Quoted passage –
»»

Cecilia Mascolo is the mother of a teenage daughter but also a Full Professor of Mobile Systems in the Department of Computer Science and Technology, University of Cambridge, UK. She is director of the Centre for Mobile, Wearable System and Augmented Intelligence. She is also a Fellow of Jesus College Cambridge and the recipient of an ERC Advanced Research Grant. Prior joining Cambridge in 2008, she was a faculty member in the Department of Computer Science at University College London. She holds a PhD from the University of Bologna. Her research interests are in mobile systems and machine learning for mobile health. She has published in a number of top tier conferences and journals in the area and her investigator experience spans projects funded by Research Councils and industry. She has served as steering, organizing and programme committee member of mobile and sensor systems, data science and machine learning conferences. More details at www.cl.cam.ac.uk/users/cm54

Talk Title

Wear-to-compute? Challenges of wearable computing and sensing for health.

««

Records drawn from a dataset:

»»

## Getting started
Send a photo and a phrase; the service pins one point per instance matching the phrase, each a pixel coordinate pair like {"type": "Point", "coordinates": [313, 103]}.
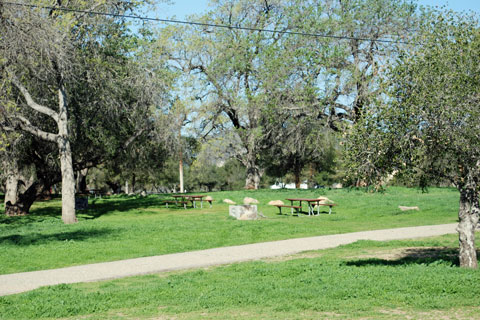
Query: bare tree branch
{"type": "Point", "coordinates": [31, 103]}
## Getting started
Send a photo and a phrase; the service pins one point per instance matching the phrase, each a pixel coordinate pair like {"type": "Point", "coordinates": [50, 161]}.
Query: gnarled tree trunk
{"type": "Point", "coordinates": [253, 173]}
{"type": "Point", "coordinates": [468, 215]}
{"type": "Point", "coordinates": [82, 181]}
{"type": "Point", "coordinates": [11, 185]}
{"type": "Point", "coordinates": [68, 176]}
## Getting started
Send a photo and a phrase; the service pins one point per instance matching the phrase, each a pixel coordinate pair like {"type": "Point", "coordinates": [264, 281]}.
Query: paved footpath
{"type": "Point", "coordinates": [21, 282]}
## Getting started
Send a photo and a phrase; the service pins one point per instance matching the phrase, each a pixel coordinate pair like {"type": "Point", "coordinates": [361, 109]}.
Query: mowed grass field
{"type": "Point", "coordinates": [414, 279]}
{"type": "Point", "coordinates": [410, 279]}
{"type": "Point", "coordinates": [128, 227]}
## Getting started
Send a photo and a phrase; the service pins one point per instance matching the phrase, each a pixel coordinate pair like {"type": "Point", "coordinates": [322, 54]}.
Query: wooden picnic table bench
{"type": "Point", "coordinates": [185, 198]}
{"type": "Point", "coordinates": [311, 202]}
{"type": "Point", "coordinates": [280, 206]}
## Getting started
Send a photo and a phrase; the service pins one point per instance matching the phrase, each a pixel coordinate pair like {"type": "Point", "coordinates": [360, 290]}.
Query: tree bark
{"type": "Point", "coordinates": [68, 176]}
{"type": "Point", "coordinates": [11, 186]}
{"type": "Point", "coordinates": [82, 181]}
{"type": "Point", "coordinates": [468, 215]}
{"type": "Point", "coordinates": [25, 200]}
{"type": "Point", "coordinates": [253, 174]}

««

Things to do –
1. According to the profile of Cecilia Mascolo, which university awarded her PhD?
2. Extend the profile of Cecilia Mascolo and her talk past its final line.

Response list –
1. The University of Bologna.

2.
Talk Summary

Wearable devices are becoming pervasive in our lives, from smart watches measuring our heart rate to wearables for the ear accompanying us in every virtual meeting. These devices are becoming, in theory, very good proxies for human behaviour. Yet, making the inference from the raw sensor data to individuals’ behaviour remains difficult. In this talk, Cecilia Mascolo will discuss where commercial systems have got to today and highlight the open challenges that these technologies still face before they can be trusted health measurement proxies. Namely, the ability to work in the wild, the sensitivity of the data versus centralisation of computation, the uncertainty of the prediction over the data. Cecilia Mascolo will use examples from her group’s ongoing research around on-device machine learning, “earable” sensing and uncertainty estimation for health application in collaboration with epidemiologists and clinicians.